↓

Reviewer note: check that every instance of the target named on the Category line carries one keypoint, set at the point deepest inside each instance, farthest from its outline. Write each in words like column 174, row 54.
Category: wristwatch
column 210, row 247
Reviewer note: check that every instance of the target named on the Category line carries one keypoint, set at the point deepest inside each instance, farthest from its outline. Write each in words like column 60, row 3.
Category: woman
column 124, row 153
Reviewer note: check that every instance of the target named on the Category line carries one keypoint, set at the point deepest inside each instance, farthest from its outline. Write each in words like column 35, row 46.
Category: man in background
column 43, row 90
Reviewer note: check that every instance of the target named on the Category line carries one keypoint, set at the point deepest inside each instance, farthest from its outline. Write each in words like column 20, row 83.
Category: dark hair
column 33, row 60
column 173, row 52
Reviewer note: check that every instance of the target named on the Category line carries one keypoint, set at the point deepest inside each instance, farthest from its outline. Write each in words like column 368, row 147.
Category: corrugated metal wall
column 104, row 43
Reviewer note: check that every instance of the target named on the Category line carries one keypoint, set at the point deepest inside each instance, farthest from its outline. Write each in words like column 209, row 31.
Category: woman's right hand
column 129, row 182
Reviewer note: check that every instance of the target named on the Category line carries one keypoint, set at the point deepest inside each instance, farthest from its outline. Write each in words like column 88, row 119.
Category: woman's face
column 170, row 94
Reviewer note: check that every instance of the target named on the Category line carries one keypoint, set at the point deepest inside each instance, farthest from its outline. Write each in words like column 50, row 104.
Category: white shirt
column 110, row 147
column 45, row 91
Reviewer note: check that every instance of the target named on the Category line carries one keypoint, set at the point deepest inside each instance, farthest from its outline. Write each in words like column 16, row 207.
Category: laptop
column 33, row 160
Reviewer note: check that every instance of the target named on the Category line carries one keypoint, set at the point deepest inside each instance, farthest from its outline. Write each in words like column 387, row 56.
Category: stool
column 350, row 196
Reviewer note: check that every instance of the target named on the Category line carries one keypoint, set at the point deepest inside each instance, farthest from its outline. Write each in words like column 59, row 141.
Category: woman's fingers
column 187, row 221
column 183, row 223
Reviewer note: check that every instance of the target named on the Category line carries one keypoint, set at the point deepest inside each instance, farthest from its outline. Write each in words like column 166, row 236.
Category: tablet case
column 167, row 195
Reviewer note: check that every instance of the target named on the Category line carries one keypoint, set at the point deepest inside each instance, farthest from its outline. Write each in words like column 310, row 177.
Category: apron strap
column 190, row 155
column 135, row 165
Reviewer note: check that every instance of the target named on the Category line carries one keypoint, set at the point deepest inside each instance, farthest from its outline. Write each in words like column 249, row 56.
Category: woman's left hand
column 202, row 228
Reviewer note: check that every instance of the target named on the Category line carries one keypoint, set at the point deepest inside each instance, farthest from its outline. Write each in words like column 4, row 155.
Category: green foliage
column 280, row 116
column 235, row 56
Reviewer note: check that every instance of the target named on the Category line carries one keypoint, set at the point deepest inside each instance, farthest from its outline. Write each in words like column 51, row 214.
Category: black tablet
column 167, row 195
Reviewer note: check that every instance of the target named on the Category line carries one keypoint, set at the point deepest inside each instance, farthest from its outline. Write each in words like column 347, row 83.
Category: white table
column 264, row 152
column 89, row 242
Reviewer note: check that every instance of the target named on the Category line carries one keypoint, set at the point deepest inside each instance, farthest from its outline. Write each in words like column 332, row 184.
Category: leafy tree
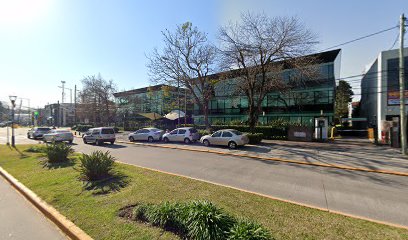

↑

Problem to solve: The response must consist of the entries above exactly as they stand, minus any pictures.

Answer for the task:
Reviewer note: check that every instance of the target named on the Category line carries one keypoint, set at the point deepest inside each instance, farthest from its outline. Write each in words like column 174, row 54.
Category: wristwatch
column 210, row 247
Reviewer note: check that every instance of the target named on the Category line carries one keypoint, set at the point deepest inside each instance, farthest from its outline. Write each in words like column 60, row 3.
Category: woman
column 124, row 153
Reviewer note: check that every instance of the target named on the Category line carries one keypoint, set at the point deepest inside each instance, farthest from its outline. Write each in words like column 35, row 46.
Category: man in background
column 43, row 90
Reviewer note: check that every instance of the target named on the Category line carries one keypoint, set at the point deepest inside each instance, farthest from its outline. Write each in words like column 20, row 83.
Category: dark hair
column 33, row 60
column 173, row 52
Reviewer note: check that every instance of the target named on the Category line carries one keypoint, set at the point deepest inside each instance, farthest from its outline. Write each in words like column 368, row 147.
Category: corrugated metal wall
column 104, row 43
Reviewer note: check that every instance of the target named on the Category line carries one keypoint, set at the point deepest inside each instance, farthest from its outline. Write each in words like column 209, row 31.
Category: woman's right hand
column 129, row 182
Reviewer note: check that every instance of the target named on the Category line carries one keypoint, set at the point deepest inside each instance, farthest from its outline. Write each in words like column 88, row 119.
Category: woman's face
column 170, row 94
Reviewer note: check that every instance of the target named on the Category line carries one keypoint, set at the point deepest inside each instance, farthest from its outline. Write each in words like column 50, row 104.
Category: white shirt
column 110, row 147
column 45, row 91
Reviewer note: check that every instance of the target named on the Category line carries one keypoint, set at the point deepest inside each instance, farthest from its outline. Write each in words like column 16, row 207.
Category: laptop
column 33, row 160
Reviewer note: check that every instance of the target named on the Category line carries one keypoint, set at the point deepest inside each instance, farthest from its outline. Write each in words like column 387, row 56.
Category: stool
column 350, row 196
Reviewer note: check that every instance of the target named on the Category line carries one keypoint, set at the point deepest inside each instance, farthest from its outline. Write each in words like column 59, row 141.
Category: woman's fingers
column 187, row 221
column 183, row 223
Reviewer note: check that every instance of the target named on the Category line carries one keypoint, set at the point deepest inside each instance, farthest from its outline. Write each in words like column 166, row 236.
Category: tablet case
column 167, row 195
Reviewer note: check that every instance of the target named on the Category line carries one keypoint, set at the point deepest inside each instance, farthest from its outline. Write each in words like column 310, row 177.
Category: apron strap
column 190, row 155
column 135, row 165
Reviewer note: check that every instance of the target named on the Category line carries one keypoint, set at the point deepest inside each instance, farthest from its outline. Write each in words like column 249, row 56.
Category: woman's left hand
column 202, row 228
Reviewer note: check that every instance of the target named on the Category line carries one keypoint, set at the point deepest inside each instance, farthest from its outline. Write each in words like column 4, row 155.
Category: green foliage
column 280, row 116
column 235, row 56
Reviewer note: check that every instance of the target named on the Category line carries one keypoint, set at the point deepest inside each instance, farthest from its outline. Write each in words like column 51, row 214.
Category: black tablet
column 167, row 195
Reviewer note: check that every instance of the target named on the Category line carries one keypoint, set at the point deepest inside each instance, farthest from its outline. Write each in words like column 347, row 83.
Category: white table
column 264, row 152
column 89, row 242
Reviewer note: check that every instance of the target named on the Category line carries one keypoint, set at the point deepest inside each instance, farthest from its outline. Write each in words like column 332, row 184.
Category: leafy tree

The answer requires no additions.